*Task to carry out:* Write out everything from the line containing "Q: Provide one point on every instance of the white tablet" down to the last line of the rows below as a numbered list, leaving out any blank lines.

— BEGIN Dataset extract —

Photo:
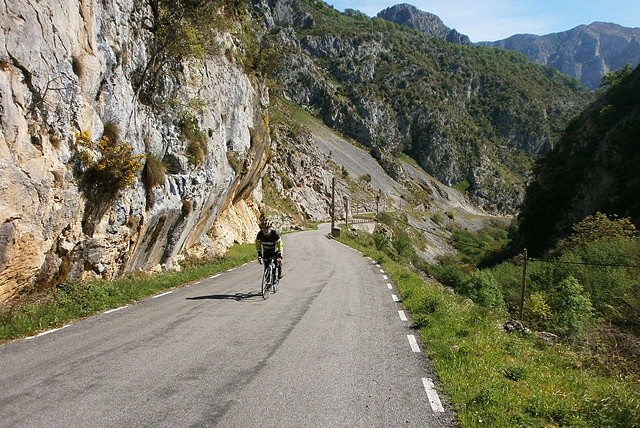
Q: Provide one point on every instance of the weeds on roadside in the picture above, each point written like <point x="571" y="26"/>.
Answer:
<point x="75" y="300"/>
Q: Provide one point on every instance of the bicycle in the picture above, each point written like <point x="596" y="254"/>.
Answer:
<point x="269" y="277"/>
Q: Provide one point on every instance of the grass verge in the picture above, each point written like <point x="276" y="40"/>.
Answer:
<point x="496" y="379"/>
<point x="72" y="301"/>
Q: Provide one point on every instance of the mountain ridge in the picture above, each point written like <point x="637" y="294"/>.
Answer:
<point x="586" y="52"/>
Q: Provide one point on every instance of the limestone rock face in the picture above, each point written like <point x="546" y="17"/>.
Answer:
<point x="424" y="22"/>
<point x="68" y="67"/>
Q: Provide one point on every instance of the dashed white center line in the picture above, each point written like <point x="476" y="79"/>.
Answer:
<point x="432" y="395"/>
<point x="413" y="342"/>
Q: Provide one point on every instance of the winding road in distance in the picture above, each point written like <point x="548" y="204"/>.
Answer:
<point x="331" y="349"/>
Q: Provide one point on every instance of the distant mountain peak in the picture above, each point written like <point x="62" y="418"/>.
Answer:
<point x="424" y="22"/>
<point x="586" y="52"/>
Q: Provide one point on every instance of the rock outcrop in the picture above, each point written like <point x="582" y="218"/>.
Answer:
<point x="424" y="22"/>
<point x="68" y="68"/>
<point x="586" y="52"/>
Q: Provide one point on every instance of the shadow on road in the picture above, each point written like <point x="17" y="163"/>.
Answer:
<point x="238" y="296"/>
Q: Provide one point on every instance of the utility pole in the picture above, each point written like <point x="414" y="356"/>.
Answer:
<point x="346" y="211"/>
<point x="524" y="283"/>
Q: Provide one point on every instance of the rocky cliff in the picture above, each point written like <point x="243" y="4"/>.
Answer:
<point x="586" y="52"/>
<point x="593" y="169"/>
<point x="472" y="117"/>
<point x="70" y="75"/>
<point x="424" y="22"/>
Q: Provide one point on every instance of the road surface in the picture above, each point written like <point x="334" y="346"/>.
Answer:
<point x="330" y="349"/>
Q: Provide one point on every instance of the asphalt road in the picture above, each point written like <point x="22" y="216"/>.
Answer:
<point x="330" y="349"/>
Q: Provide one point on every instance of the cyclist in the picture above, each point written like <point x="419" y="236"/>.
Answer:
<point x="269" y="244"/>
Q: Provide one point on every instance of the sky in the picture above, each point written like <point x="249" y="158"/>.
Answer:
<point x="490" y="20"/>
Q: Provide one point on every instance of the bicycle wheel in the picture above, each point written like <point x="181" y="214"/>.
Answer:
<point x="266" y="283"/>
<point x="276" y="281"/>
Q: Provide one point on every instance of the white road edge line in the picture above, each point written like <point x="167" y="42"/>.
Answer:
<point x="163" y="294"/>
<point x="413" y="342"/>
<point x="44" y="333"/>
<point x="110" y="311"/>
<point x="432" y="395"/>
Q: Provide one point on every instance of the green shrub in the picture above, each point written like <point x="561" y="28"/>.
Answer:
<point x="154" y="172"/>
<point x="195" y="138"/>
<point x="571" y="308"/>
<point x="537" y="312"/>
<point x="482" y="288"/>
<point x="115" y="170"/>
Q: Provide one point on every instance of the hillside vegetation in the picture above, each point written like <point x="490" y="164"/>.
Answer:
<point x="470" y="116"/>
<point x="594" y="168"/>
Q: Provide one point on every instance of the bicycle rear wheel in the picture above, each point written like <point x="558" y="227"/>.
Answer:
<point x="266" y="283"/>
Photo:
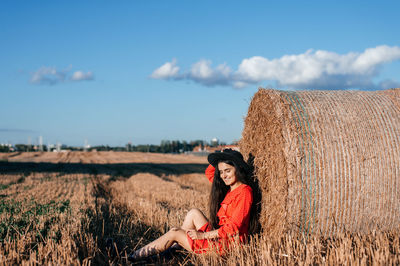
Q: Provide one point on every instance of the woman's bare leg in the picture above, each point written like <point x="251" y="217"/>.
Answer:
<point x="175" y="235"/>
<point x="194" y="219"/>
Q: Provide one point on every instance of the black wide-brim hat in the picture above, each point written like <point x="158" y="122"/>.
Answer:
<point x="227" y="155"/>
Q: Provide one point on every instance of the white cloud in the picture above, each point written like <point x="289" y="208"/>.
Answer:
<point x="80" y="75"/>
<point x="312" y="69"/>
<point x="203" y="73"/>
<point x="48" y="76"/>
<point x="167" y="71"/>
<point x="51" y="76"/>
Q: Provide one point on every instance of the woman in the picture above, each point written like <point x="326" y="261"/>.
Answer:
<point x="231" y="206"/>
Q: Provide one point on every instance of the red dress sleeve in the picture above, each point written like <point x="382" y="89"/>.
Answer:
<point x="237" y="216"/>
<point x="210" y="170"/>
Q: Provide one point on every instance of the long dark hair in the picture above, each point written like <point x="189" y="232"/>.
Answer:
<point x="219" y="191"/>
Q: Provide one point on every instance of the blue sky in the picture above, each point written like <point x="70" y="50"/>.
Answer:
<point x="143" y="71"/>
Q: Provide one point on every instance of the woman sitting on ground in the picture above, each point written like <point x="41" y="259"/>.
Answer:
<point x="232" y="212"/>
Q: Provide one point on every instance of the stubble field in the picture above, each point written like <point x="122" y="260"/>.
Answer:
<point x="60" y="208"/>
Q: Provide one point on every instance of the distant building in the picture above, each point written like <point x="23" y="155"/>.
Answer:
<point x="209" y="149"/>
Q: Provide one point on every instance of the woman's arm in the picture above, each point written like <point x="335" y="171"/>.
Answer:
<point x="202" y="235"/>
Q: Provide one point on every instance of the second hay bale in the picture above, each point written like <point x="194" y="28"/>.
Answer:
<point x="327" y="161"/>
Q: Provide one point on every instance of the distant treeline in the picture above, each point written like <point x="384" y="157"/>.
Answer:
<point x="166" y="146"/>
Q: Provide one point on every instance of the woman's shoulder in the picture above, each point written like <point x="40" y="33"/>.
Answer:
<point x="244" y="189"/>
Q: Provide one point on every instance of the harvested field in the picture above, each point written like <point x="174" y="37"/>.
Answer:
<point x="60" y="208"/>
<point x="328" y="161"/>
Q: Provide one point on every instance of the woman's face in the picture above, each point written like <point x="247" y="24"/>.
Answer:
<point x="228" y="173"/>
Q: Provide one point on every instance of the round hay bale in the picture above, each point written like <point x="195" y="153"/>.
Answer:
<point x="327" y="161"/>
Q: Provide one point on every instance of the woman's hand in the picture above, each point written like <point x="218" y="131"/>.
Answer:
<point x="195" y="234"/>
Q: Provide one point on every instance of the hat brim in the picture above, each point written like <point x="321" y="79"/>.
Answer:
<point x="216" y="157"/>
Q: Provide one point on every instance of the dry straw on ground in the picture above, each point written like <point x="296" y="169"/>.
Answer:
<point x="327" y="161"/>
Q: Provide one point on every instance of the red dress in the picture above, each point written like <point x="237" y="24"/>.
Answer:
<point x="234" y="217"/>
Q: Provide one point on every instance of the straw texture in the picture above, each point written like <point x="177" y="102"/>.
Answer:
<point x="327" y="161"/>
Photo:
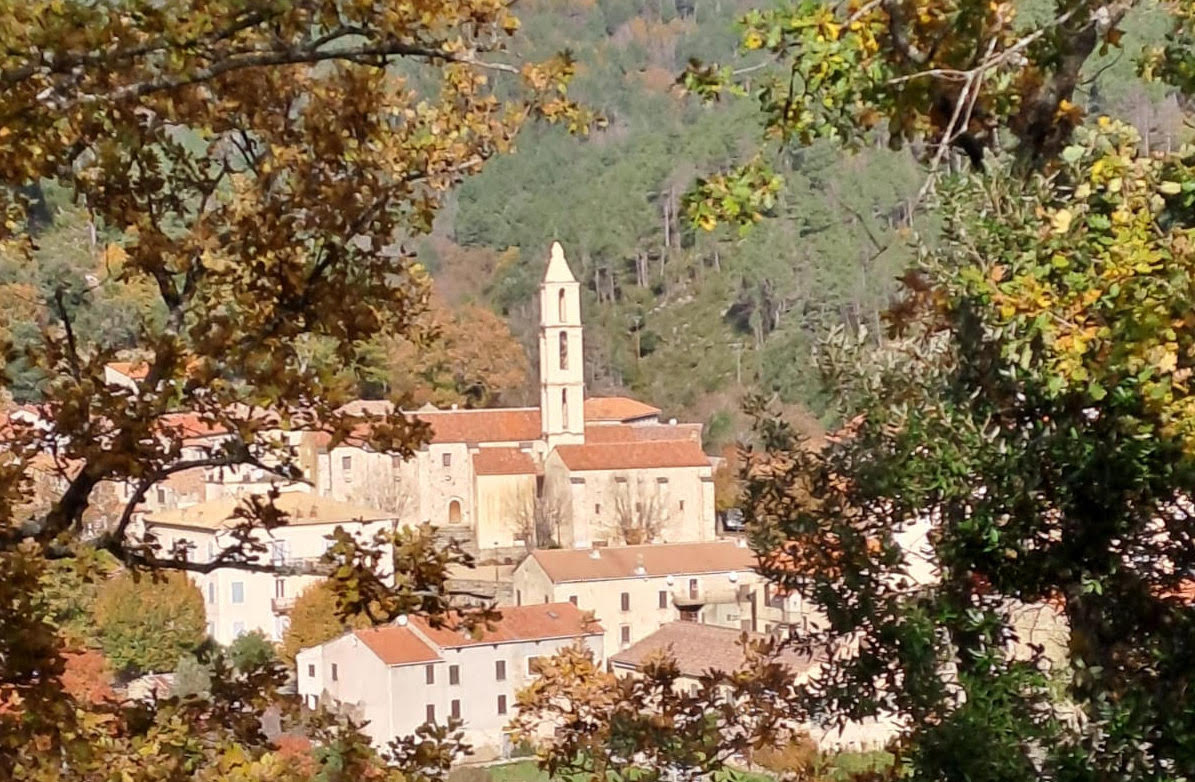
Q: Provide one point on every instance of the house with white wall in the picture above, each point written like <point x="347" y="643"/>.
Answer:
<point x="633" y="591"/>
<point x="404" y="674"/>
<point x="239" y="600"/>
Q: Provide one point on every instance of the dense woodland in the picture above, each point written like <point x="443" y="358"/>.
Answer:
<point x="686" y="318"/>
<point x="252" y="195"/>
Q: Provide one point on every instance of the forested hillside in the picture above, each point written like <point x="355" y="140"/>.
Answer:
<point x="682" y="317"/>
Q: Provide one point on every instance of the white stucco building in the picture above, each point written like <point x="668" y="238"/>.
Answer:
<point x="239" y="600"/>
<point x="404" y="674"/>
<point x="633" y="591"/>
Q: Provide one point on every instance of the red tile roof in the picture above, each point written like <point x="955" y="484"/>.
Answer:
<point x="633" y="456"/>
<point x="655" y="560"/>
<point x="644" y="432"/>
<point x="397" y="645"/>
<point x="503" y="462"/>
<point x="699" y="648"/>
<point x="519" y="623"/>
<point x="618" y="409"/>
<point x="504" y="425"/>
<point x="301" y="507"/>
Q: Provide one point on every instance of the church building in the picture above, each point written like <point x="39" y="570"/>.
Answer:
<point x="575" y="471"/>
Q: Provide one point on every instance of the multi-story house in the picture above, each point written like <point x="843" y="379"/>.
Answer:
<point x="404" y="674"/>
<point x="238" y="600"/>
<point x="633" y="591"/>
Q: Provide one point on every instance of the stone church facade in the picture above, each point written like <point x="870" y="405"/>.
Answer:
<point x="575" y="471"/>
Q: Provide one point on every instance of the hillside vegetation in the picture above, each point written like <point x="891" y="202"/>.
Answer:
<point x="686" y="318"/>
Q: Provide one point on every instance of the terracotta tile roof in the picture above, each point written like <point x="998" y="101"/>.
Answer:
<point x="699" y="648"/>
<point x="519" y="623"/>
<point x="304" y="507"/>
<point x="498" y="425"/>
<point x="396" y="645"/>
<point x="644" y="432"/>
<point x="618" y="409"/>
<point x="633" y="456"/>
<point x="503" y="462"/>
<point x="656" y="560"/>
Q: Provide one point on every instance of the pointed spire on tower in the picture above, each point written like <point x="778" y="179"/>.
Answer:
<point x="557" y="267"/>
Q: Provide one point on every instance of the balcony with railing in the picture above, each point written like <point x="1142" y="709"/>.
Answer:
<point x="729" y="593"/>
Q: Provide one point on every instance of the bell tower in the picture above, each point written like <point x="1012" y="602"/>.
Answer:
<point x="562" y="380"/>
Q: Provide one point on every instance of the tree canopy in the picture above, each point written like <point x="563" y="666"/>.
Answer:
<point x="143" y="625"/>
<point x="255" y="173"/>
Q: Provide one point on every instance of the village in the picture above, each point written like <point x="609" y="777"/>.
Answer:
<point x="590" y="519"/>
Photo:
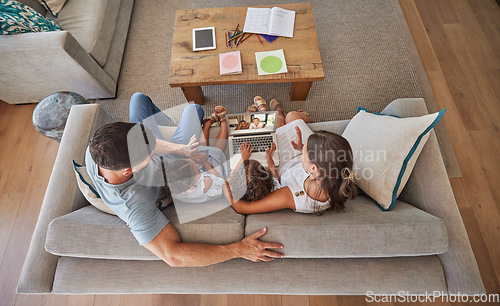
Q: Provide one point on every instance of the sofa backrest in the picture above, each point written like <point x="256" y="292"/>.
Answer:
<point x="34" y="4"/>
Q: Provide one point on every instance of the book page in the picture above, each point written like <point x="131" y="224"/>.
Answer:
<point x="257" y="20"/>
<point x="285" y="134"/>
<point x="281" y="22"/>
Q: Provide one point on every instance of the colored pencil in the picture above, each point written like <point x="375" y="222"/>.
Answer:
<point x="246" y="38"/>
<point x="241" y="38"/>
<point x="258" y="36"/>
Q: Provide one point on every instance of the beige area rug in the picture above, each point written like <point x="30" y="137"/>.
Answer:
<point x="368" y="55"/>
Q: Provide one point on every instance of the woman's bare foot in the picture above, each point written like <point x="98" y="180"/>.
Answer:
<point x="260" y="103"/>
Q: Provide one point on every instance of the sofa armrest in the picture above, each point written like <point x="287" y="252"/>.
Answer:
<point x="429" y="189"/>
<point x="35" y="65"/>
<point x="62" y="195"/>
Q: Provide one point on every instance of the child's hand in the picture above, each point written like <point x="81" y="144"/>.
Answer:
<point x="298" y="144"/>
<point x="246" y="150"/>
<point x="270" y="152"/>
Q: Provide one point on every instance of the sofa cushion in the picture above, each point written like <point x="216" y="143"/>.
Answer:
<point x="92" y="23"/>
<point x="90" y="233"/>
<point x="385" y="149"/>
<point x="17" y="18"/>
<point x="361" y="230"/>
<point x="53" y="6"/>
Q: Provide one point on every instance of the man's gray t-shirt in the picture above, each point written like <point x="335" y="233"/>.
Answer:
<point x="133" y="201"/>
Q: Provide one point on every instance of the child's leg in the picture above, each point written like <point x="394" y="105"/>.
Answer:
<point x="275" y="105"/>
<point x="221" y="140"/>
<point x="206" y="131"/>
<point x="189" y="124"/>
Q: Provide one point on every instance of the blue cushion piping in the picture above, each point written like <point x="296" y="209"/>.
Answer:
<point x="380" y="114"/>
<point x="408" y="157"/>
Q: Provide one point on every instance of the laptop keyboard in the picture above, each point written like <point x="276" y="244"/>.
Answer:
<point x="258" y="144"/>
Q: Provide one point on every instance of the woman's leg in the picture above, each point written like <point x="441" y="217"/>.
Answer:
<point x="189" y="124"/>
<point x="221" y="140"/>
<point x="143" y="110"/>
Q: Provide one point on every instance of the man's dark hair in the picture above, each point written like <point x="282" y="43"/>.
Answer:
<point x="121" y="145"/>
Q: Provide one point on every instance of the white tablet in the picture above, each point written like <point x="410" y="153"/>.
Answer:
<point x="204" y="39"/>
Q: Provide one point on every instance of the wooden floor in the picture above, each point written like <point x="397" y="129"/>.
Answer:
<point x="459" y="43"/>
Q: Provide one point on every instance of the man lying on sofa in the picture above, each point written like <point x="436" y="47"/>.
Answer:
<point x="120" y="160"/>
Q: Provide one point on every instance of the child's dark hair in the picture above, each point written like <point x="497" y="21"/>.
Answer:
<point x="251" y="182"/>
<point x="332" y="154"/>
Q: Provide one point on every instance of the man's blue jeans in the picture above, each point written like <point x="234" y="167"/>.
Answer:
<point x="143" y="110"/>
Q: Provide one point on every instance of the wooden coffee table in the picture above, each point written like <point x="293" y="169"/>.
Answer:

— END Dataset extract —

*Expected answer:*
1. Q: Provide one point on every instance of the white tablet in the picture above, each point written like <point x="410" y="153"/>.
2. Answer:
3. <point x="204" y="39"/>
4. Q: Provide one point on every instance of the wooden floor in the picture above, each point written like <point x="397" y="129"/>.
5. Answer:
6. <point x="459" y="43"/>
7. Q: Provide one point on every instance of the man lying on sofa in the picture above, each point written like <point x="436" y="47"/>.
8. Answer:
9. <point x="120" y="160"/>
10. Q: Provide one point on every instance of the child's dark hair in the picture above, each point written like <point x="497" y="21"/>.
11. Answer:
12. <point x="251" y="182"/>
13. <point x="332" y="154"/>
14. Q: Provide one point on every instance of the man's blue jeans in the picture above, each point written like <point x="234" y="167"/>.
15. Answer:
16. <point x="143" y="110"/>
17. Q: Provide one point on every instance of the wooden coffee table in the picture above, each point written like <point x="293" y="169"/>.
18. Answer:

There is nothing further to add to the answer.